Data listing:
-----

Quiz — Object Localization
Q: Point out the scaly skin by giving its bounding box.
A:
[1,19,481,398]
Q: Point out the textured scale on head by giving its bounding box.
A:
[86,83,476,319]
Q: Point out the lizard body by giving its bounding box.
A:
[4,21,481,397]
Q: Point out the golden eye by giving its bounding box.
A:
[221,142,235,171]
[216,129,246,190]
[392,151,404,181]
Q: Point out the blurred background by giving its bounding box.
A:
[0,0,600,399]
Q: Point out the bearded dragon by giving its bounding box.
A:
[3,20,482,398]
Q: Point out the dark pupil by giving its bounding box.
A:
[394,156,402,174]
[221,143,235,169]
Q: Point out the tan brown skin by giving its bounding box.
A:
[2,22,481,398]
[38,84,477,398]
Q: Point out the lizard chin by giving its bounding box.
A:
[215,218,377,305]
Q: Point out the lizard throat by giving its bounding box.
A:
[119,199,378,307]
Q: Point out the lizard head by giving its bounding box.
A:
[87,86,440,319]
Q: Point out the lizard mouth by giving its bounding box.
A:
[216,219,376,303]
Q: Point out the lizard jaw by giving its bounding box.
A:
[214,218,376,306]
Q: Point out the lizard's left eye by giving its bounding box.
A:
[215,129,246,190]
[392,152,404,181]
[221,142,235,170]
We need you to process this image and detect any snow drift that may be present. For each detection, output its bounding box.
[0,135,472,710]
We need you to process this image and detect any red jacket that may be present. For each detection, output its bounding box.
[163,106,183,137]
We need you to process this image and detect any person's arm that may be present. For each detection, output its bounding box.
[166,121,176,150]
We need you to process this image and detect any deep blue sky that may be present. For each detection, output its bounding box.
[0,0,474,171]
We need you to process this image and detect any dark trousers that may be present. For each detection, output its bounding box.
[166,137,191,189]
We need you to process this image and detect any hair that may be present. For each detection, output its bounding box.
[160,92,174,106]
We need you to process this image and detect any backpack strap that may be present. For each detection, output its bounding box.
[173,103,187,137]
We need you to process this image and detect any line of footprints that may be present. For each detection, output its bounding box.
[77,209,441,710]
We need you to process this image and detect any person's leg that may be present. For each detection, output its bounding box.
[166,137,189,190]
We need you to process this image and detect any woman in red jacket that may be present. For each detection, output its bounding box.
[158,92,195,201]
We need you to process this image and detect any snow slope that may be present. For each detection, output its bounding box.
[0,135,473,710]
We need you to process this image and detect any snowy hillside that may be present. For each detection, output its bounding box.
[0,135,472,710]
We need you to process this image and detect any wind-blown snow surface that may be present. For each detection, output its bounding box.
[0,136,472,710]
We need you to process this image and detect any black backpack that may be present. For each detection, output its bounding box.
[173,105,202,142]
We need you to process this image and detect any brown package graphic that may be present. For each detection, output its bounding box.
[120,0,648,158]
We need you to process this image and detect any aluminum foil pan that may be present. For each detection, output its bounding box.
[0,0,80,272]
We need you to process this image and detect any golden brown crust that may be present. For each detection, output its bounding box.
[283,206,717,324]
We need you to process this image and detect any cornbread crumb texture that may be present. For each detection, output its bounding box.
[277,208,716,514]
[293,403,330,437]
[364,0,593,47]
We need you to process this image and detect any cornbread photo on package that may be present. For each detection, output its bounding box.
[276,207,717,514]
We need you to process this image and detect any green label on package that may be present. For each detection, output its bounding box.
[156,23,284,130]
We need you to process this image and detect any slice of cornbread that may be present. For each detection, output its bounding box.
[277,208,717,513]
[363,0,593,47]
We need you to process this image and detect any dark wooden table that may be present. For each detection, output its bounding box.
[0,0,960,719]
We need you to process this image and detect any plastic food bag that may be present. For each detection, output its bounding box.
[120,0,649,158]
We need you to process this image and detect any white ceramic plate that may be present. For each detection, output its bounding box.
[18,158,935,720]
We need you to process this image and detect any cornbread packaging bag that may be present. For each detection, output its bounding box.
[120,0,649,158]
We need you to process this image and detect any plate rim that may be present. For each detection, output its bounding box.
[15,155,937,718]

-----

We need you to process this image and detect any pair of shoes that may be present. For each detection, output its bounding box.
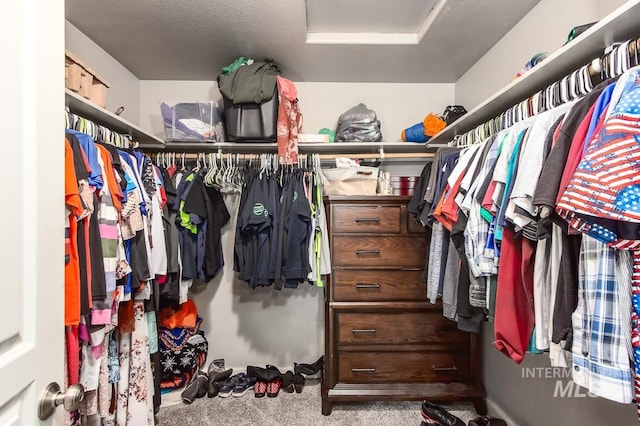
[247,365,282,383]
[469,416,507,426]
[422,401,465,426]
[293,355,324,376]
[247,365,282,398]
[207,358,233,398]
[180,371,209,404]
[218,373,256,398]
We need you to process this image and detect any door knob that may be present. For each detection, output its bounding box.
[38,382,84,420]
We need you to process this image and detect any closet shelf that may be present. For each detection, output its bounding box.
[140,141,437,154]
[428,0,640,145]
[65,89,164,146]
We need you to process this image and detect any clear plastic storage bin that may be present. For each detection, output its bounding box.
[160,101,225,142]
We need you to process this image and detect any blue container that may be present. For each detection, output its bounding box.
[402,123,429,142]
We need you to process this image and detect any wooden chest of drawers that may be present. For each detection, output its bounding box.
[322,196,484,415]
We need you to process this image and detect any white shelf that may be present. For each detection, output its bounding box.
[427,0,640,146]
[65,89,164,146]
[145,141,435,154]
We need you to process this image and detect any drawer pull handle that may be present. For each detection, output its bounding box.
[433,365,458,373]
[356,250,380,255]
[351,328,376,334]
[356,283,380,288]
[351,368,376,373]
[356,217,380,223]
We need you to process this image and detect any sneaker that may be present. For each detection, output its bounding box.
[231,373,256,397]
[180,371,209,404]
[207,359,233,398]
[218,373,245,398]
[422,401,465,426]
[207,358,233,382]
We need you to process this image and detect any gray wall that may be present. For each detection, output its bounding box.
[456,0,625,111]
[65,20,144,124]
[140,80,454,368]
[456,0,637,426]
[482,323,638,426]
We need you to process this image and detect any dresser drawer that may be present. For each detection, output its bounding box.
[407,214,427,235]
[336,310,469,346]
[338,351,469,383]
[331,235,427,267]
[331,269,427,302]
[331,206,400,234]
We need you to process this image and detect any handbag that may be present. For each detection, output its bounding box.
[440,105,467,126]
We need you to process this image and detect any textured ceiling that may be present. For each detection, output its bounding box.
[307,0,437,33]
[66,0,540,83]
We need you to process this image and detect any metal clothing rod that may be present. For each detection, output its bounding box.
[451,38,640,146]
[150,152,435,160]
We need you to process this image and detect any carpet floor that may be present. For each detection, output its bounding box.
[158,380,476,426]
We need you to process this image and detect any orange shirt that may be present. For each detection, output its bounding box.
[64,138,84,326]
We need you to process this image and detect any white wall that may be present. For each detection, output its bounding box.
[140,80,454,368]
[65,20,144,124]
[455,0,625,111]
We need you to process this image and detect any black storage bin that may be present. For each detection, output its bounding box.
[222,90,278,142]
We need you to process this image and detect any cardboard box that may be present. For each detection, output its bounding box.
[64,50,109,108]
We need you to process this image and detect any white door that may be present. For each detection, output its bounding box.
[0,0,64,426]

-----

What to work on
Copy the lines from the line with "Q: Point out the lizard jaw" to the line with "[166,137,191,189]", replacing "process" with "examine" and leaving everything else unchanged.

Answer to this task
Q: Point out the lizard jaw by giving its bounding box.
A:
[214,218,376,306]
Q: Point out the lizard's left eye by giving its bounding box.
A:
[215,129,246,190]
[392,152,404,181]
[221,142,235,170]
We need you to examine this image and detect any snow drift that may be present. For each detection, output its bounding box.
[0,135,472,710]
We need you to examine this image and detect any red jacket that may be present. For each detection, output its bounding box.
[163,106,183,137]
We need you to examine this image and detect any person's arm that may be present. For each detection, output its bounding box.
[166,121,176,150]
We need you to examine this image and detect any deep blue sky that may be present. For each detection, output its bounding box.
[0,0,474,171]
We need you to examine this image and detect any dark trousers that may be present. For each detection, output its bounding box.
[166,137,191,189]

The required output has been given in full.